# Qué hacer
Prosigue el texto sobre la corrupción y los derechos humanos a partir de su última oración.

# Documento fuente
::::::::

La corrupción impacta sobre los derechos humanos: una mayor conciencia de ese impacto puede ayudar a sentar la base para una política anticorrupción integral, viable y sostenible en el tiempo. En esa lógica, incorporar el enfoque de derechos humanos de una manera transversal a los poderes del Estado puede contribuir a la transparencia en la gestión pública.
Coincidimos con el gran filósofo Friedrich Nietzsche en que la política recta y justa busca hacer llevadera la vida para la mayor cantidad de personas. En cambio, la corrupción y su impulsora, la pseudopolítica, procuran el beneficio impropio, egoísta y unilateral de unos cuantos en perjuicio de la mayoría. Si bien podemos pensar que en la mayoría de los casos la corrupción tiene un factor económico (desvío de fondos que podrían ser recuperados más adelante), tenemos que reconocer que no es en modo alguno el único factor ni tampoco el más determinante. La corrupción tiene otras aristas.

::::::::

# Extractos de datos
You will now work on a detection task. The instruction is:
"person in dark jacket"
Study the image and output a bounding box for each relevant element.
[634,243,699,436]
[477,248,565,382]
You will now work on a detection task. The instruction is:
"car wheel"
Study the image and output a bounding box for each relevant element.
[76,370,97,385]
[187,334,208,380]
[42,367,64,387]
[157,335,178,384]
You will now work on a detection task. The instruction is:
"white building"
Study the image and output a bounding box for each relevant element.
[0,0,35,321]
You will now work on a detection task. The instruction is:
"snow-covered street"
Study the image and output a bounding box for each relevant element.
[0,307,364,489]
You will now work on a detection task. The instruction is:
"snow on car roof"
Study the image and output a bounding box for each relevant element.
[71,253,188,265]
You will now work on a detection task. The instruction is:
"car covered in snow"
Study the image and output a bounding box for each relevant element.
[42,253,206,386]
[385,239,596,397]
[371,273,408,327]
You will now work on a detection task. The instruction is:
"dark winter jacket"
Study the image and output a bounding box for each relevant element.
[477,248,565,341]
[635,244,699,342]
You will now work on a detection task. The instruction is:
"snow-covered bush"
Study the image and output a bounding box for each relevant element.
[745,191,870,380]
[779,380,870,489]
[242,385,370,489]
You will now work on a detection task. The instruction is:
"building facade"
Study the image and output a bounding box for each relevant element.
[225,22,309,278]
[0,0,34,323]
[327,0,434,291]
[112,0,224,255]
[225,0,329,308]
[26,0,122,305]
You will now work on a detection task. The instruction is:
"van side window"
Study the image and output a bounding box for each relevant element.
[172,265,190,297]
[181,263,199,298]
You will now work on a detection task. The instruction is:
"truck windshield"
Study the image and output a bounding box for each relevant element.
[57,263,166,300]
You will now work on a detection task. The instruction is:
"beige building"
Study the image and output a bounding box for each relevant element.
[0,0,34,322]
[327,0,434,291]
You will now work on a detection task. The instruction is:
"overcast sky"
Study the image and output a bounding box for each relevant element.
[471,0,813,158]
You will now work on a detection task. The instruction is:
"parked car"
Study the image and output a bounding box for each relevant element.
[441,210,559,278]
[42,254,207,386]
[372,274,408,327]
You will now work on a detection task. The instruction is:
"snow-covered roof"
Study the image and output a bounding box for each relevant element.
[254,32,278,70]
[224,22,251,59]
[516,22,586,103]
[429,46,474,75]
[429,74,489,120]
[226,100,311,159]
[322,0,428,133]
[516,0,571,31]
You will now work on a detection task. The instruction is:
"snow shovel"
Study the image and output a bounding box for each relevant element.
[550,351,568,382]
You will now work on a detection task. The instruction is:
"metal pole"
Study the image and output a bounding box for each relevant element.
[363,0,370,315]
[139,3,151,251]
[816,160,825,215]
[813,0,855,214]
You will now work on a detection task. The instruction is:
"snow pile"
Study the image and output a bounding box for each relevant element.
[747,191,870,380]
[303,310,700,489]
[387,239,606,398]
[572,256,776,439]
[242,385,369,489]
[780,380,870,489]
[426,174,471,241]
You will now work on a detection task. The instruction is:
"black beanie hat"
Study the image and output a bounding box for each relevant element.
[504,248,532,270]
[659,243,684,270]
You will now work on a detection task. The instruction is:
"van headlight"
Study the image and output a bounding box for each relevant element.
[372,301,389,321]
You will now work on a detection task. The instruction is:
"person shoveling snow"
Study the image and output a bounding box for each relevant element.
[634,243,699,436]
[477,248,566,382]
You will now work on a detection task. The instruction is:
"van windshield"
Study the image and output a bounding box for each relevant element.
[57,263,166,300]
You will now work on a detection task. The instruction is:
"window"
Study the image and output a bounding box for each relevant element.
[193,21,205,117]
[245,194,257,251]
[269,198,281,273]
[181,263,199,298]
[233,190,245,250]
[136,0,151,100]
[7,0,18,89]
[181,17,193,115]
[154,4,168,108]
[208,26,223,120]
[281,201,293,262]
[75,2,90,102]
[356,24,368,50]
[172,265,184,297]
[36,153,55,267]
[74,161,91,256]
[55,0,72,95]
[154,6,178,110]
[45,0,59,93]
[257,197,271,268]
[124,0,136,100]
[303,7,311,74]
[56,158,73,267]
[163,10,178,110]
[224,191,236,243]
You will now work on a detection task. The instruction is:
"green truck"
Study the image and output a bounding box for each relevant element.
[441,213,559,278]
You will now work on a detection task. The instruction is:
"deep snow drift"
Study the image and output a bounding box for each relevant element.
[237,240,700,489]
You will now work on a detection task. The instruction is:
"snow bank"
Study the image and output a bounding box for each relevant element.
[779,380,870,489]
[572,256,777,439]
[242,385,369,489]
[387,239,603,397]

::::::::

# Respuesta
La corrupción también es moral, política y social. Es moral, porque logra inocularse como un virus en la subjetividad y causa que la persona diluya sus valores (integridad, honestidad, entre otros) y opte por lo indebido, lo injusto, lo ilícito y lo ilegal. La política, en consecuencia, se corrompe cuando se desdibuja y se tergiversa: ya no sirve al bien común ni a la vida compartida, sino que se trastorna y se convierte en instrumento pernicioso empleado para vulnerar los derechos humanos. En el plano social, ello fomenta un individualismo malsano que resquebraja algo fundamental para la vida en sociedad: la confianza y la buena disposición para la colaboración y la cooperación mutuas. La corrupción es antidemocrática porque pretende hacernos creer que la sociedad se basa más en un principio de dominación que en un principio de asistencia recíproca. Después de todo, ninguna persona se basta a sí misma lo suficiente como para prescindir de cualquier tipo de ayuda de los demás, los otros.

Los estudios recientes sobre la corrupción destacan, además, el factor ético como una forma de contener la corrupción: no solo se trata de frenar el avance de la corrupción, sino de combatirla hasta reducirla a su mínima expresión y finalmente extinguirla. No es una utopía. No lo será mientras se siga apuntalado la lucha contra la corrupción, que se da en dos frentes simultáneamente: el frente práctico-legal, con la persecución, captura y judicialización de los corruptos, y el frente intelectual, donde se explica las causas y las consecuencias de la corrupción sobre los derechos de la ciudadanía y del Estado.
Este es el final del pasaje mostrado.